Stated exercise 1 -
Return everything in the forum thread about running a container under Slurm, from "Ah, I see, thanks" down to "does in Docker?".

Selected passage -
• • • •

So is there anyway that I can log in as mambauser?

flx42 commented 2 months ago

The error you are facing with --export is because --export in Slurm is confusing, see this: https://github.com/NVIDIA/pyxis/wiki/Frequently-asked-questions#why-am-i-getting-errors-when-using-the---export-argument-of-slurm

calvinp0 commented 2 months ago

The error you are facing with --export is because --export in Slurm is confusing, see this: https://github.com/NVIDIA/pyxis/wiki/Frequently-asked-questions#why-am-i-getting-errors-when-using-the---export-argument-of-slurm

Ah, I see, thanks for that. So even if I attempt to add 'ALL' in front of the variables in the --export section, it will not act like it does in Docker?

flx42 commented 2 months ago

It should be close to what docker is doing. But in your case, even if you fix the export issue, it will probably still fail if the container entrypoint is attempting to do things that are not possible under pyxis/enroot.

calvinp0 commented 2 months ago

Yeah, I did attempt

srun -p mig -G 0 \
     --container-image=/home/calvin.p/deepchem-cuda.sqsh \
     --container-mounts=/home/calvin.p/work/CMPNN_HydrogenAbstraction:/home/mambauser/deepchem \
     --container-save=/home/calvin.p/deepchem-cuda-modified.sqsh \
     --container-entrypoint \
     --no-container-remap-root \
     --export ALL,ENV=deepchem_cuda,USER=mambauser \
     --pty bash

But that lead me to logging in as my current username on the server, calvin.p and the conda environment hadn't been initialized.

• • • •

Stated exercise 2 -
Locate every line in the entries below that holds the word "mask", and copy each of those lines.

Data pulled from a collection -
• • • •

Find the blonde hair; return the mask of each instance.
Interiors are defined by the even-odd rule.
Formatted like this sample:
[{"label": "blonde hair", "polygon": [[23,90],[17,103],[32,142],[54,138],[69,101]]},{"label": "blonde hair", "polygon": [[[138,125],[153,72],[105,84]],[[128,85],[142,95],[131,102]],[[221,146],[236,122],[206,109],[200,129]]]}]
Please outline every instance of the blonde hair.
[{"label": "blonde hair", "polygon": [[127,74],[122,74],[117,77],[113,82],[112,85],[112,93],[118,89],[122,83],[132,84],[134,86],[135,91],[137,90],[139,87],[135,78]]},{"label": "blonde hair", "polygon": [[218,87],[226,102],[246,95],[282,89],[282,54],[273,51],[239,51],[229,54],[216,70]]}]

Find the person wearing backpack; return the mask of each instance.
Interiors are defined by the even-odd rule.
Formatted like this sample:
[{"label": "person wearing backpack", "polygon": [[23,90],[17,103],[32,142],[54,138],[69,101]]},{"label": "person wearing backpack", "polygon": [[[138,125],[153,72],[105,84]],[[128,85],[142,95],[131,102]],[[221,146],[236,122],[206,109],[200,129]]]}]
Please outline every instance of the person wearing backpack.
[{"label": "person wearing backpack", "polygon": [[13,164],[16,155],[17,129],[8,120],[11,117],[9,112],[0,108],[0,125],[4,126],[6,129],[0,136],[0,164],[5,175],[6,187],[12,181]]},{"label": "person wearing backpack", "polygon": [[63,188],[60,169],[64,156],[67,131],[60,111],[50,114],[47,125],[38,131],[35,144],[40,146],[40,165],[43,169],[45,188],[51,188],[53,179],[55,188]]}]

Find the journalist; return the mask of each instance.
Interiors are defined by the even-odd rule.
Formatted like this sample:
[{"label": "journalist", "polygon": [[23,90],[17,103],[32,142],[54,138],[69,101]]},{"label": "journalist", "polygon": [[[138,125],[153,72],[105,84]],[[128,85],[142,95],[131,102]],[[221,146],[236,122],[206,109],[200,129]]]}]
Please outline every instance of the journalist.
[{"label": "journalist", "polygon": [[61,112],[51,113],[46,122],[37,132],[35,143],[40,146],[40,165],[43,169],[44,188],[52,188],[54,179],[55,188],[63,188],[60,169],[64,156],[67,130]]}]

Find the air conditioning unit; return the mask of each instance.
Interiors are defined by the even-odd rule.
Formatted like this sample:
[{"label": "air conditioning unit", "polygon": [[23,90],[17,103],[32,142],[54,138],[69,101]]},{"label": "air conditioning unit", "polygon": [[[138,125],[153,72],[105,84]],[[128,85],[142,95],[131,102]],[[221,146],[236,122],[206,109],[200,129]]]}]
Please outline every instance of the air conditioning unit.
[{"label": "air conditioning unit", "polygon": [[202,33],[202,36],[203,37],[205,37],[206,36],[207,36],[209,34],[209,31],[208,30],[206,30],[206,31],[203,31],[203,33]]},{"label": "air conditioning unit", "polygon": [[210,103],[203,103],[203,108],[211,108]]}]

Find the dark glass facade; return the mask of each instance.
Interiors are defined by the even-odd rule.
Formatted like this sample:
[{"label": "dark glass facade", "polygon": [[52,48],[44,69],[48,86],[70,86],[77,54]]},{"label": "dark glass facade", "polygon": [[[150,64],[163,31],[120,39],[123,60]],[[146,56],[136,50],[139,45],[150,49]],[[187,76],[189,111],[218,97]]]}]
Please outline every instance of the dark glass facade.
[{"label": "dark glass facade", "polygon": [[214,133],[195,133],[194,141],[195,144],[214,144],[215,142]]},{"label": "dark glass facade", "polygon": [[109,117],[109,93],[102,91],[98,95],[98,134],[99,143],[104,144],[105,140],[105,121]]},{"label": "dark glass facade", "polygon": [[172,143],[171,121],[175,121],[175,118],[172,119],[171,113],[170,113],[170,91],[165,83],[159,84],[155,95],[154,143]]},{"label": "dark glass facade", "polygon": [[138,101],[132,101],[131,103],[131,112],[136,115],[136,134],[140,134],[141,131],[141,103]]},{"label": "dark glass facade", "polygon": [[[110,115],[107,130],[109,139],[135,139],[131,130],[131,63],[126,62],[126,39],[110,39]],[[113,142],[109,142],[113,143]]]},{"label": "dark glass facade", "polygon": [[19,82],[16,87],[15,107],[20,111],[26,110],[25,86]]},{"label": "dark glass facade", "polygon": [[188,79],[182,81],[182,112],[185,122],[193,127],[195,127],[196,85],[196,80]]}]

• • • •

Solution 1 -
Ah, I see, thanks for that. So even if I attempt to add 'ALL' in front of the variables in the --export section, it will not act like it does in Docker?

Solution 2 -
Find the blonde hair; return the mask of each instance.
Find the person wearing backpack; return the mask of each instance.
Find the journalist; return the mask of each instance.
Find the air conditioning unit; return the mask of each instance.
Find the dark glass facade; return the mask of each instance.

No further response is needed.